SO I am trying to fucking self-teach myself Calculus and discrete in order to be a better programmer, so that when I start trying to learn languages I will not be cargo-culting shit.

History: I failed precalc twice because I didn't give a shit. I have the textbook, the assignments, and a couple of graded tests. What I am wondering is if I should re-do them on my own time, and if there are books that are good for learning that shit, like one that is to that as SICP is to coding.

Many thanks.

>> No.3180336

>>3180321
You haven't even looked at any programming language yet?
You can start learning the basics of a language like python now. You don't have to know calculus or discrete to get started.

>> No.3180346

>I failed precalc twice

Just warning you that you're about to be called a retard by everyone in /sci/. Because of course everyone on /sci/ has a 170 IQ and and holds a Ph.D. in Theoretical Physics from MIT.

Advice: Read the sticky. Tons of resources for math. Also obtain (steal) James Stewart's Calculus Early Transcedentals.

>> No.3180349

for calculus:
khanacademy.com

for discrete:
http://freevideolectures.com/Course/2781/Math-215-Discrete-Mathematics/

>> No.3180353

>>3180336
This. When it comes time to really worry about things like algorithm efficiency, then you'll use that kind of math. Until then, you should stick to learning the basics of programming.

Hell, you probably won't EVER have to worry about that if you just remain a hobbyist programmer. Unless you study computer science (or, to a lesser extent, software engineering), you probably needn't concern yourself with squeezing the maximum efficiency out of your algorithms.

>> No.3180362

>>3180353
OP here

>you probably needn't concern yourself with squeezing the maximum efficiency out of your algorithms.
——————————
### What to do
#1 In the forum thread, which programming language is named as one to start learning the basics of right away?
#2 In the forum thread, swap "python" for "JavaScript" in everything from "You can start" down to "Physics from MIT.", and give that stretch again.
The material placed after this forum thread is not needed for the work here.

### Data extract
——————————
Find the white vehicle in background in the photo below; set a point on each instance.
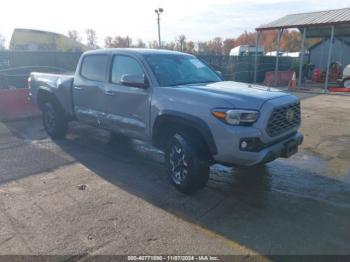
——————————
### Outputs
#1 Python.

#2
You can start learning the basics of a language like JavaScript now. You don't have to know calculus or discrete to get started.

>> No.3180346

>I failed precalc twice

Just warning you that you're about to be called a retard by everyone in /sci/. Because of course everyone on /sci/ has a 170 IQ and and holds a Ph.D. in Theoretical Physics from MIT.